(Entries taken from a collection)
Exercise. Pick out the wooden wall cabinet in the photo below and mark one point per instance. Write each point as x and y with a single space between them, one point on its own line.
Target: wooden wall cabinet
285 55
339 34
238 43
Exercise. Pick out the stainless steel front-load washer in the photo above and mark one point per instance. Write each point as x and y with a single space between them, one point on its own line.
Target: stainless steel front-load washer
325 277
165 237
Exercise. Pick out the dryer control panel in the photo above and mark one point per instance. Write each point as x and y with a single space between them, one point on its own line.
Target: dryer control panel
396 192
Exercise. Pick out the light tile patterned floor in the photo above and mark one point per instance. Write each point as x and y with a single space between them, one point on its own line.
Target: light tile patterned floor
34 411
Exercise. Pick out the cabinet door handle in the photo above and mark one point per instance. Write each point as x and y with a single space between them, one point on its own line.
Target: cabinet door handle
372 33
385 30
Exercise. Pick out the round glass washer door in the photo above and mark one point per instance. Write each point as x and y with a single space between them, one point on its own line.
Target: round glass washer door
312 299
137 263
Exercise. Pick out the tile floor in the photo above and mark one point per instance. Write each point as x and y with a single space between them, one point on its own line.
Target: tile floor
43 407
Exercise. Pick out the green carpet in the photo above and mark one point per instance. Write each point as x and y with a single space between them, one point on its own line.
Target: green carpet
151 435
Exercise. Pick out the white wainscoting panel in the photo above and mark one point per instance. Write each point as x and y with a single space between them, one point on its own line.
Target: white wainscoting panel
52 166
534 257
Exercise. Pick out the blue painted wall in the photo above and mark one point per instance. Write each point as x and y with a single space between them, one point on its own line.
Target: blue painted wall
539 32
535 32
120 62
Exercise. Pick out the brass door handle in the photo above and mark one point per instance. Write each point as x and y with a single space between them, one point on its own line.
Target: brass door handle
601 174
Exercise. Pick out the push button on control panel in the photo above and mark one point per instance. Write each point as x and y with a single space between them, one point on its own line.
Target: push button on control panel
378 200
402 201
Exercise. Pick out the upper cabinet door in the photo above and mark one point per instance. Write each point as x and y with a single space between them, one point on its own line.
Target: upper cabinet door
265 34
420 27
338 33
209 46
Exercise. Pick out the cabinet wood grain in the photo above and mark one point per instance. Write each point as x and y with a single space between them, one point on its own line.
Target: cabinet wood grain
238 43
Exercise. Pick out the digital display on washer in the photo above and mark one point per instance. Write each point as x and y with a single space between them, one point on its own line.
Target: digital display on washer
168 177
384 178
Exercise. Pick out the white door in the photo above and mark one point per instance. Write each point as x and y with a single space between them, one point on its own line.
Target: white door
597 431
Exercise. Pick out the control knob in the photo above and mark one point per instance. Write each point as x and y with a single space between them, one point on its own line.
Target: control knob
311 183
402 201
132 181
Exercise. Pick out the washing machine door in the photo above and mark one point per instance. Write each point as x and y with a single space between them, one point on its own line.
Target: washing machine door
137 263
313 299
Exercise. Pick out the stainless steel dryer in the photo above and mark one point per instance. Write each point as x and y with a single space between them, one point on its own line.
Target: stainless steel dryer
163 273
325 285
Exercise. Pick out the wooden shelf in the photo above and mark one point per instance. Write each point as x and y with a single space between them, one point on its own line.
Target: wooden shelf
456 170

• [Task details]
Please rewrite the records from the line with "Exercise. Pick out the wooden shelf" to the end of the records, offsetting every coordinate in the answers by -107 and keeping all other lines unchanged.

• [Answer for this exercise]
Exercise. Pick out the wooden shelf in the photo above and mark one point per instance. Write each point as x and y with a single space between them, one point on its own line.
Target: wooden shelf
349 63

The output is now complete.